REQUIRED WORK ->
**1)** In the dog show thread, list each thing that vrocco1's first post tells the other poster to do or not to do.
**2)** For each statement, answer yes or no according to the dog show thread, and quote the words that decide it. (a) Ardeagold plans to attend the show this year. (b) Rachel's Mom's camera is charging while she types. (c) vrocco1 says Sue will bring one dog.

======== SELECTED PASSAGE ========

# dog show tomorrow?- Maryland



## vrocco1 (Feb 25, 2006)

You already know that Sue will be there with three or four doggies!  Be ready for a big crowd, and bring a folding chair if you can. Take some pictures for me. (don't use a flash)


----------



## Rachel's Mom (Feb 26, 2007)

vrocco1 said:


> You already know that Sue will be there with three or four doggies!  Be ready for a big crowd, and bring a folding chair if you can. Take some pictures for me. (don't use a flash)


 
you know me...my camera goes almost everywhere with me....I am going to experiment with the different settings to try to get some good pictures! I am so excited! LOL:doh:


----------



## vrocco1 (Feb 25, 2006)

Cool, I can't wait to see them!


----------



## Rachel's Mom (Feb 26, 2007)

vrocco1 said:


> Cool, I can't wait to see them!


my camera is charging now as I type! LOL


----------



## Rachel's Mom (Feb 26, 2007)

oes anyone want to meet up at the show?


----------



## Ardeagold (Feb 26, 2007)

Oh I wish I could go! I went last year, but will miss it this year!!

It was a Golden Specialty last year too, right? Tons of Goldies there...all beautiful!!

======== DATA PROVIDED ========

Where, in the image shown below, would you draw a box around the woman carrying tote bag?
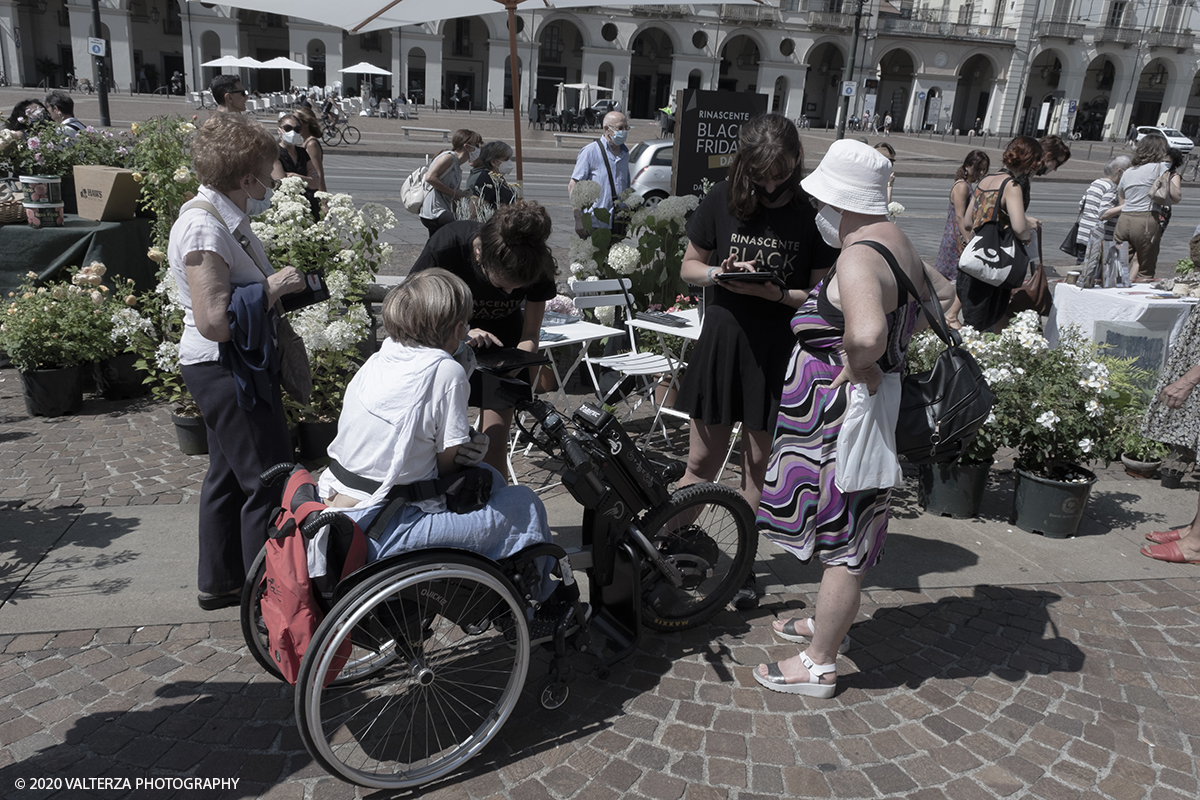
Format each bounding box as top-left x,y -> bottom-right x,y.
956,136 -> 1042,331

========

TASK-BY-TASK ANSWERS ->
**1)**
- Be ready for a big crowd.
- Bring a folding chair if possible.
- Take some pictures.
- Don't use a flash.

**2)**
(a) No: "I went last year, but will miss it this year!!"
(b) Yes: "my camera is charging now as I type!"
(c) No: "Sue will be there with three or four doggies!"